INSTRUCTIONS TO FOLLOW - Render every line of the material below as a JSON array of strings, one string per line. Omit blank lines and pictures.

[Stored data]
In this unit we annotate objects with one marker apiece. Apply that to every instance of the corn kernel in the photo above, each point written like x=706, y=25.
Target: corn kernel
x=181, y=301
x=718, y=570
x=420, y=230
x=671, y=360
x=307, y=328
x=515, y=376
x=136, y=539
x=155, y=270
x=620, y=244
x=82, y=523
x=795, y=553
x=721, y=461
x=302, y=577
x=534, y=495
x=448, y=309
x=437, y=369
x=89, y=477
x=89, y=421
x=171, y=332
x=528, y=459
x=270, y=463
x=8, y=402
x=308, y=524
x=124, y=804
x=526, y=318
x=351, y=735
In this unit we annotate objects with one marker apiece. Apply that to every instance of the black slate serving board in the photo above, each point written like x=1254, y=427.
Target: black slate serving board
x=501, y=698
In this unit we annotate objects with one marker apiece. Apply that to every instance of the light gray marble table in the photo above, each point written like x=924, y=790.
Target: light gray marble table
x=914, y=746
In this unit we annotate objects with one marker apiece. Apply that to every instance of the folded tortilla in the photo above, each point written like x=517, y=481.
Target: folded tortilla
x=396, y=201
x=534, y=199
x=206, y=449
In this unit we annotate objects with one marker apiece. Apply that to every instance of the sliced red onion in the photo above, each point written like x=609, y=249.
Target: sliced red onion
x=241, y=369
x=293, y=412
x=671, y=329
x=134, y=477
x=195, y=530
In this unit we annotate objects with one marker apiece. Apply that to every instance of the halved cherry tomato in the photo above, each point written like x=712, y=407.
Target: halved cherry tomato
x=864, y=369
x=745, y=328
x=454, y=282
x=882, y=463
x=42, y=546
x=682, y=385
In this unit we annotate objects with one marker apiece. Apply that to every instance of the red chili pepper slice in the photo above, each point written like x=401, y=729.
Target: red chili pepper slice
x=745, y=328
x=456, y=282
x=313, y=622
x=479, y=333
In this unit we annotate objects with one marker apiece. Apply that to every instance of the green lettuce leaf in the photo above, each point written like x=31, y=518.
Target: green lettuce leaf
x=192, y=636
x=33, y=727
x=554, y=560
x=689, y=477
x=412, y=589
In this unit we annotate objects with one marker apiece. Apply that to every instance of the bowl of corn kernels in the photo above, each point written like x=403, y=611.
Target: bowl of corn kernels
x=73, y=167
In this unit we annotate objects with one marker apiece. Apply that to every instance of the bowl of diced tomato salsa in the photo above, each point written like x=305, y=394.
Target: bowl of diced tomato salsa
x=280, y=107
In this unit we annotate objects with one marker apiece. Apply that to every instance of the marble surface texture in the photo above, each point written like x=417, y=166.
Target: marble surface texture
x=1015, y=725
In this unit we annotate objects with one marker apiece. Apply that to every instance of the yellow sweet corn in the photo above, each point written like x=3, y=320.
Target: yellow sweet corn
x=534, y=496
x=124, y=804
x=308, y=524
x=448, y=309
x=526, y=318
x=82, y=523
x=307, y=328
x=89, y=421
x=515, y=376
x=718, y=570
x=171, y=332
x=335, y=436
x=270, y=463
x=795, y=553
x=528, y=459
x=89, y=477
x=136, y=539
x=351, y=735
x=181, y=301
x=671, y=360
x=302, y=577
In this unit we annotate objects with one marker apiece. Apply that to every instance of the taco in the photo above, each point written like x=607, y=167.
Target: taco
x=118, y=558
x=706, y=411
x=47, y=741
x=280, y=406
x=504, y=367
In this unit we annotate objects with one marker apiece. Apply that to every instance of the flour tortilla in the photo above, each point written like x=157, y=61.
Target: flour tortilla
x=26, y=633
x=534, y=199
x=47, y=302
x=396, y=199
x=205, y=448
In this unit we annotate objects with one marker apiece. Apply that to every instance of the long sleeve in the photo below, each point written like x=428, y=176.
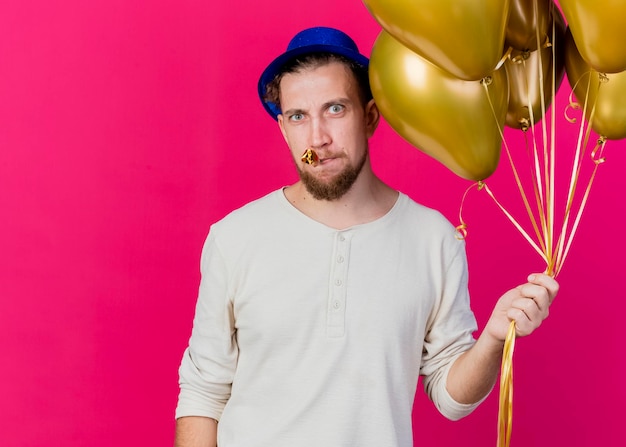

EXERCISE RESULT -
[
  "In this unit we annotate objects with one marker apiece. Apply that to every instance of the corn kernel in the photo above, each point written like x=706, y=25.",
  "Target: corn kernel",
  "x=181, y=301",
  "x=718, y=570",
  "x=420, y=230",
  "x=671, y=360",
  "x=307, y=328",
  "x=515, y=376",
  "x=136, y=539",
  "x=155, y=270",
  "x=620, y=244",
  "x=82, y=523",
  "x=795, y=553",
  "x=721, y=461",
  "x=302, y=577",
  "x=534, y=495",
  "x=448, y=309",
  "x=437, y=369",
  "x=89, y=477",
  "x=89, y=421",
  "x=171, y=332",
  "x=528, y=459",
  "x=270, y=463",
  "x=8, y=402",
  "x=308, y=524",
  "x=124, y=804",
  "x=526, y=318",
  "x=351, y=735",
  "In this unit we annotate objects with one marker apiece. Apply that to every instance of the black slate serving board in the photo above, each point written like x=1254, y=427.",
  "Target: black slate serving board",
  "x=501, y=698",
  "In this unit we annotate objects with one marker apiece. Apply that to every instance of the light gray marble table in the photo above, each point written like x=924, y=790.",
  "Target: light gray marble table",
  "x=914, y=746",
  "In this unit we annotate objects with one marker apiece. Apply that to every instance of the folded tortilla in the photo above, each point written like x=517, y=481.",
  "Target: folded tortilla",
  "x=396, y=201",
  "x=534, y=199",
  "x=206, y=449",
  "In this unit we annotate objects with one marker apiece. Apply that to every instance of the sliced red onion in the photo above, each point written like x=609, y=249.",
  "Target: sliced red onion",
  "x=241, y=369",
  "x=293, y=412",
  "x=671, y=329",
  "x=134, y=477",
  "x=195, y=530",
  "In this unit we annotate objects with one marker apiece. Apply that to every instance of the halved cherry tomato in the photo above, each point written like x=712, y=407.",
  "Target: halved cherry tomato",
  "x=864, y=369",
  "x=745, y=328",
  "x=454, y=282",
  "x=882, y=463",
  "x=42, y=546",
  "x=682, y=385",
  "In this unit we annotate objects with one marker apiece. Apply that to every instance of the red chili pepper slice in the photo above, each point written like x=401, y=729.",
  "Target: red chili pepper slice",
  "x=745, y=328",
  "x=456, y=282",
  "x=313, y=622",
  "x=479, y=333",
  "In this unit we annotate objects with one marker apiece. Apply that to every instance of the green lettuce leaf in the photo above, each point written like x=31, y=518.",
  "Target: green lettuce leaf",
  "x=192, y=636",
  "x=33, y=727",
  "x=554, y=560",
  "x=689, y=477",
  "x=412, y=589",
  "In this unit we annotate objects with one marker apiece. Apply that to every instance of the bowl of corn kernels in the photo above, each point written like x=403, y=611.",
  "Target: bowl of corn kernels",
  "x=73, y=167",
  "In this unit we annotate objects with one marker apiece. Apply that to every instance of the bowl of diced tomato salsa in the photo above, each point written like x=305, y=394.",
  "Target: bowl of diced tomato salsa",
  "x=280, y=107",
  "In this unit we annotate objects with one marker apiece. Apply that to every instance of the marble surface texture in the photo above, each point written like x=417, y=166.",
  "Target: marble surface texture",
  "x=1015, y=725",
  "In this unit we annotate objects with one marker apiece. Apply that to every instance of the yellow sweet corn in the photo above, each point written like x=3, y=320.",
  "Target: yellow sweet corn",
  "x=534, y=496",
  "x=124, y=804",
  "x=308, y=524",
  "x=448, y=309",
  "x=526, y=318",
  "x=82, y=523",
  "x=307, y=328",
  "x=89, y=421",
  "x=515, y=376",
  "x=718, y=570",
  "x=171, y=332",
  "x=335, y=436",
  "x=270, y=463",
  "x=795, y=553",
  "x=528, y=459",
  "x=89, y=477",
  "x=136, y=539",
  "x=351, y=735",
  "x=181, y=301",
  "x=671, y=360",
  "x=302, y=577",
  "In this unit we annotate objects with one marker apiece. Apply that to every instance of the taco in the photo above, each point written like x=607, y=167.",
  "Target: taco",
  "x=118, y=558",
  "x=706, y=411",
  "x=47, y=741",
  "x=280, y=406",
  "x=504, y=367",
  "In this unit we annotate objects with one marker apiece. Apply that to every instance of the flour tortilla in the photo above, each point written like x=157, y=61.",
  "Target: flour tortilla",
  "x=26, y=633",
  "x=534, y=199",
  "x=47, y=302",
  "x=396, y=199",
  "x=205, y=448",
  "In this unit we annotate objects with one marker apiece. Apply that to every instance of the long sleeve in the photo below, each point written like x=428, y=176."
]